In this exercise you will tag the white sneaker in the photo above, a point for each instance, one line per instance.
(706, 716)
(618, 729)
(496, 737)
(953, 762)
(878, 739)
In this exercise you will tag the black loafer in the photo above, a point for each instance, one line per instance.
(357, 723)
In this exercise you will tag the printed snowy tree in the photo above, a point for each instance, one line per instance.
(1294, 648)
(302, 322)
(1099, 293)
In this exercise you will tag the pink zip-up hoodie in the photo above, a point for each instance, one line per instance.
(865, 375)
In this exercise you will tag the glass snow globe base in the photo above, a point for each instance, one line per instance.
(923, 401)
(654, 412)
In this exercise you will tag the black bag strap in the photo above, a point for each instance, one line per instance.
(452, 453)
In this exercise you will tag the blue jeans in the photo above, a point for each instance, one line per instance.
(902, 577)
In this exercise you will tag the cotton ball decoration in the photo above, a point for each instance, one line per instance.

= = =

Task statement => Reproduce all the items above, substituting "one line per object" for each occurrence of "one line per instance" and leaving every other character unchanged.

Response to this exercise =>
In this exercise you will tag the white sneaker in the photo above, a point for each instance, one line per object.
(706, 716)
(618, 729)
(496, 737)
(953, 762)
(878, 739)
In this exercise you will tag the black loafer in the photo above, a point for each instance, one line per object.
(357, 723)
In this exercise you will tag the printed snowy tree in the photo above, a point for each instance, one line per object.
(1294, 648)
(302, 322)
(1099, 293)
In this exercise you will tag the pink zip-up hoodie in the photo above, a point for each instance, one line per object.
(865, 375)
In this exercise you will tag the glass snow globe base in the photo above, a point for each instance, one line per object.
(923, 401)
(654, 412)
In this exercise you will tag the black bag strap in the photo above, a point for each instance, one line per object.
(452, 453)
In this exercise you will tag the blue jeans in the photo above, a point for each instance, one line per object.
(902, 577)
In this exercise you will tag the cotton ball decoration in the photo above, a point for each instance, one line per object.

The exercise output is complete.